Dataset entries
^^^^^^^^

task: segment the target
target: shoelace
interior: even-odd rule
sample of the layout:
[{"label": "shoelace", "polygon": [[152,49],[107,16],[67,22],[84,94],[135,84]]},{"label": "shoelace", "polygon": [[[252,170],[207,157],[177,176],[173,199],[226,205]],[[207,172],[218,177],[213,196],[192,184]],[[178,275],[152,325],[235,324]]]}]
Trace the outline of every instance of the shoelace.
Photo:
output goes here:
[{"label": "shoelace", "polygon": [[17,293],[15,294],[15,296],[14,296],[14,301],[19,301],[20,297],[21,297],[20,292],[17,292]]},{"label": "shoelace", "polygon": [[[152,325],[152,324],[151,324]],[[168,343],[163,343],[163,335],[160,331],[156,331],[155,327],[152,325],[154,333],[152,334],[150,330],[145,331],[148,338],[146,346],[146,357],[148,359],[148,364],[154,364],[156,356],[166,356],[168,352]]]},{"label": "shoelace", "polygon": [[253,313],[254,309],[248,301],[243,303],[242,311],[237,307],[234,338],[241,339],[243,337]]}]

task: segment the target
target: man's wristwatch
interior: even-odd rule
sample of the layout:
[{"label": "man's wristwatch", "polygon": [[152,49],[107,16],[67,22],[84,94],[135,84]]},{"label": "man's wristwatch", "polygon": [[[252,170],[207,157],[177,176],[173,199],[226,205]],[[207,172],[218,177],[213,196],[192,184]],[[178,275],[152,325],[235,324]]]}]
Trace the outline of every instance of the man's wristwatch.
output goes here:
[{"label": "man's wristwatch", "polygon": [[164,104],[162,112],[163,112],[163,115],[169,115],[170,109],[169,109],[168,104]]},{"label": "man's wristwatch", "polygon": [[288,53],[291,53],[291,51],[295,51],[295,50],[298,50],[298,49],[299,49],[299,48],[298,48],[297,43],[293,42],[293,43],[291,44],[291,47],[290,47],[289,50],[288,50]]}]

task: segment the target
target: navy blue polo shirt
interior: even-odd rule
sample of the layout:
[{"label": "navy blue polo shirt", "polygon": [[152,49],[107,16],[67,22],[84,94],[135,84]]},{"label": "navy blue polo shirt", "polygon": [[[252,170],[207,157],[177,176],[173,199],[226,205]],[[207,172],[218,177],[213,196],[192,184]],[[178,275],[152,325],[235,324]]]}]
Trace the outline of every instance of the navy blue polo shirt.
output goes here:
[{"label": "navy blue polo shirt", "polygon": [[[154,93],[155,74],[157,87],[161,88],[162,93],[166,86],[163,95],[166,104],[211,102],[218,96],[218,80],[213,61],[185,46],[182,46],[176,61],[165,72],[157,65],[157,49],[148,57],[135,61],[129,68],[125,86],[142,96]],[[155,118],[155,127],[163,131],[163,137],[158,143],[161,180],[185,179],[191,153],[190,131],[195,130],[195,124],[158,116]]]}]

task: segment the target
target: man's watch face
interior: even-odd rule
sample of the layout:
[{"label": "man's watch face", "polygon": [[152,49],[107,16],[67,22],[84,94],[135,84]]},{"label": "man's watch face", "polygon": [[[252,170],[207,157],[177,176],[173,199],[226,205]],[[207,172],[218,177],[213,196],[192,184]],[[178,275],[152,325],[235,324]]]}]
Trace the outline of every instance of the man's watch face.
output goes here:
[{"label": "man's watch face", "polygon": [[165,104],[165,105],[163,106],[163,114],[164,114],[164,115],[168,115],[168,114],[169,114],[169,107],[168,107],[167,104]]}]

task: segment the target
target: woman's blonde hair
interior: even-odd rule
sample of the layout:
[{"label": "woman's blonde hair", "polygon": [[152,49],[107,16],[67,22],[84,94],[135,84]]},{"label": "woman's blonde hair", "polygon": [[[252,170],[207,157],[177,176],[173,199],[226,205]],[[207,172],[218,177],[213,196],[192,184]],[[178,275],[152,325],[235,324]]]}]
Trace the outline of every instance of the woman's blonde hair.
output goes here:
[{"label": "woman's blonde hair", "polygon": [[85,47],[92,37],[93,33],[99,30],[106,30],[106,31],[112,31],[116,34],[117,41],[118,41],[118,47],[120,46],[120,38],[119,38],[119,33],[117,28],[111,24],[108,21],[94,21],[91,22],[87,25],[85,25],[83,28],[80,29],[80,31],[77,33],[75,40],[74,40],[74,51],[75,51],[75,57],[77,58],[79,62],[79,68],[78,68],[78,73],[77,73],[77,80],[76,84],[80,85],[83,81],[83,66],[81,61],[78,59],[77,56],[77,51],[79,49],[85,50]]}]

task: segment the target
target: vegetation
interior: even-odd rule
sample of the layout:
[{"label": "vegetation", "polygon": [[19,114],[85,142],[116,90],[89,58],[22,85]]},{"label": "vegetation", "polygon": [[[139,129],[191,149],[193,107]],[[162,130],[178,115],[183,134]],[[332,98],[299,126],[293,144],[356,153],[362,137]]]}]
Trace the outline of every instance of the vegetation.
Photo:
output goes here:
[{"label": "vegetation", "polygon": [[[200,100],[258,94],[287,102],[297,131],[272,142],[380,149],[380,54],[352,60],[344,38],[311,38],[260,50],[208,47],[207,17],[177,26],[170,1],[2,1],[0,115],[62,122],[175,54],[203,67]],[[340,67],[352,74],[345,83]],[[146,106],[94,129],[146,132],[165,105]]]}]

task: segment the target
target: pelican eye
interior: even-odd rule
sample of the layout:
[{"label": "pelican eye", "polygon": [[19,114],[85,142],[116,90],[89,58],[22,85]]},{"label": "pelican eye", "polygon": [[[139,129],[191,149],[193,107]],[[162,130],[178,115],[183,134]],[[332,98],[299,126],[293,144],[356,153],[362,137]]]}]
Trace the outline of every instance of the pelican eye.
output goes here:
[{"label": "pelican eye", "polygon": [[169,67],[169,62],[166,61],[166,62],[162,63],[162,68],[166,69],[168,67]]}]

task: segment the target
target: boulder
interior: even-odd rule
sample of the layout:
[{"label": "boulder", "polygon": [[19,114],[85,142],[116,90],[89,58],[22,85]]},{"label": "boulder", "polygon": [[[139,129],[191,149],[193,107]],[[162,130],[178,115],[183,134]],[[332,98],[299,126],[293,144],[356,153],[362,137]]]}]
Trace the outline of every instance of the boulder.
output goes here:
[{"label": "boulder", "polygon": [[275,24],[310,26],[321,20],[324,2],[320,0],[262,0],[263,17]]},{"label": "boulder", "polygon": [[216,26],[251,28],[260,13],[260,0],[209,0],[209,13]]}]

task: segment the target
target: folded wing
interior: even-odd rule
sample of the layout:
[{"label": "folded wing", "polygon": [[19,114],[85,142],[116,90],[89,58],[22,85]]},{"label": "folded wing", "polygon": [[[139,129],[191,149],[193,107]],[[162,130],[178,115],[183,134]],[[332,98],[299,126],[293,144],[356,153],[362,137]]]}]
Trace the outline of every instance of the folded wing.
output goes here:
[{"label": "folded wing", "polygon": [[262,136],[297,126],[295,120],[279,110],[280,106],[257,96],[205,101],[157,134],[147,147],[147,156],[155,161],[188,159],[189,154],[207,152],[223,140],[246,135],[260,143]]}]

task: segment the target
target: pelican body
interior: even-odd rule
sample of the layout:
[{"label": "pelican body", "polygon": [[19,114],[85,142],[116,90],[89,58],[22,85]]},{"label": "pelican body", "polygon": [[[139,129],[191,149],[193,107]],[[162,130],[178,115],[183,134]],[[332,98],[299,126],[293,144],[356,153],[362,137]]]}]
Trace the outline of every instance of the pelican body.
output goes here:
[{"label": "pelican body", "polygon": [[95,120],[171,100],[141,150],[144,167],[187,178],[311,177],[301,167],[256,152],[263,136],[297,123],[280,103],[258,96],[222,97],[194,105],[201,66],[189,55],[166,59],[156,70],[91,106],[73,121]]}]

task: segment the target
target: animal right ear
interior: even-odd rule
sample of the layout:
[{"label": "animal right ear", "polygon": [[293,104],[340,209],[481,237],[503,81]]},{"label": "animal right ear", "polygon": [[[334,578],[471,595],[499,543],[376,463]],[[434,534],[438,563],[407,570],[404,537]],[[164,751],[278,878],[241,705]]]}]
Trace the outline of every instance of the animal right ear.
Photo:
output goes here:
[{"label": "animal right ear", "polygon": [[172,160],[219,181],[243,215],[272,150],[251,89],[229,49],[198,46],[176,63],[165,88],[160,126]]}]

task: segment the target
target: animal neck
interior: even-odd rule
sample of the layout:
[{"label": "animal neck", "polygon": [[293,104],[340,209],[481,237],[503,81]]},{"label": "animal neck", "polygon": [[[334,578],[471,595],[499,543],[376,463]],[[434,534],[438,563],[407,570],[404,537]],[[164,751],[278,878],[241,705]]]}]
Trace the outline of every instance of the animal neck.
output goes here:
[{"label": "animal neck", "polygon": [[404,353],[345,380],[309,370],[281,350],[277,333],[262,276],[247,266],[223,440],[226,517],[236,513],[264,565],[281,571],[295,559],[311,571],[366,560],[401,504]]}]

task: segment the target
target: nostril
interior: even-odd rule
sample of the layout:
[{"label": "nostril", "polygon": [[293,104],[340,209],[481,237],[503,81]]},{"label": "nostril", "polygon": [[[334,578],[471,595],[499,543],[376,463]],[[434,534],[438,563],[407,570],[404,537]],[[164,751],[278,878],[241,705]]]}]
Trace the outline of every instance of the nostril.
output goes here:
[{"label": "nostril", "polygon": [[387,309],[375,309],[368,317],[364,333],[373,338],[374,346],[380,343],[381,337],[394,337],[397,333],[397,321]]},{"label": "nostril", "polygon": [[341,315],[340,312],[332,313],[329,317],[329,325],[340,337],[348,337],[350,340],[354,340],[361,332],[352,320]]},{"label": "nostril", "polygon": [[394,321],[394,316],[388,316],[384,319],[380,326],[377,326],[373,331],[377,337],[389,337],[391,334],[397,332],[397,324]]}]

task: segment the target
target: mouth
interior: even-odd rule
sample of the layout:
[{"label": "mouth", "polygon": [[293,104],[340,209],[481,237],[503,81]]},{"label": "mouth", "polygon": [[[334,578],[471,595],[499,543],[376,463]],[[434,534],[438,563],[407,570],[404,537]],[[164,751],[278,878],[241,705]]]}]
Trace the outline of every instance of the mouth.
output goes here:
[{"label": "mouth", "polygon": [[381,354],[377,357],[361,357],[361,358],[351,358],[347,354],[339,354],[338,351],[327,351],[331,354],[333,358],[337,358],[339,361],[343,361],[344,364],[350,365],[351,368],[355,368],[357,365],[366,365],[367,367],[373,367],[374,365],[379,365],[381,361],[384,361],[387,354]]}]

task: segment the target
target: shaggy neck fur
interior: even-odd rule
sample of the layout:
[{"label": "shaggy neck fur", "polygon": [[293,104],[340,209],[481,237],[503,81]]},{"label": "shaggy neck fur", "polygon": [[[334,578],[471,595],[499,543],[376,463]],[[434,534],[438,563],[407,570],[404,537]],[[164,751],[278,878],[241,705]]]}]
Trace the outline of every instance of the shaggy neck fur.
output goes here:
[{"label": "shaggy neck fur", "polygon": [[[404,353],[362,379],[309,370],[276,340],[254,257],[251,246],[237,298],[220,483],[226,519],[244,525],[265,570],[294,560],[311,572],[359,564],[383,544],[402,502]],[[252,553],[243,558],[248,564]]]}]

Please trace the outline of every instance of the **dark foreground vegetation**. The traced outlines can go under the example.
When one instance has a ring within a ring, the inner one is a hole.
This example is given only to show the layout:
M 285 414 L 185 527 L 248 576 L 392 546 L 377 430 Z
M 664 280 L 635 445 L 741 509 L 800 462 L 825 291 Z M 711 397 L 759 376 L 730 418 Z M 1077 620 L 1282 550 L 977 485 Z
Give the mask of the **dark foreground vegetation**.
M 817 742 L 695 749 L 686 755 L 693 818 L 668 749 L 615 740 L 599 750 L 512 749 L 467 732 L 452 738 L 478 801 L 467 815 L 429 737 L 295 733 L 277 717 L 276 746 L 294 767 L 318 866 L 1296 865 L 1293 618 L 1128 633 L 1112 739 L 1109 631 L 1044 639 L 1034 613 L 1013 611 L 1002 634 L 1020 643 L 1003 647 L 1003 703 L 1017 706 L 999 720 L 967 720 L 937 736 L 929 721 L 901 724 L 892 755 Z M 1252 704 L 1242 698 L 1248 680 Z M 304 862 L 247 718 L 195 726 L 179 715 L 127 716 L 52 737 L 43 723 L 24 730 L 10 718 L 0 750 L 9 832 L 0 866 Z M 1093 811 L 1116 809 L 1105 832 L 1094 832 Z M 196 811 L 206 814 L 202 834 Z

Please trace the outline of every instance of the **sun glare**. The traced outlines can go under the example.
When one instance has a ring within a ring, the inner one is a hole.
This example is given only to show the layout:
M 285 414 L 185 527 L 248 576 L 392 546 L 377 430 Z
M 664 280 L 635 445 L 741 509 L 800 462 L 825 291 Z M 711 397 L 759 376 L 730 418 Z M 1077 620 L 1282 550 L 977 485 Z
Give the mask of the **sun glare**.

^^^^^^^^

Task prompt ->
Check each line of the entries above for the string "Please", and return those that contain it.

The answer ->
Please trace the outline of every instance of the **dark foreground vegetation**. The traced outlines can go under the example.
Please trace the outline of every instance of the **sun glare**. The traced outlines can go under the example.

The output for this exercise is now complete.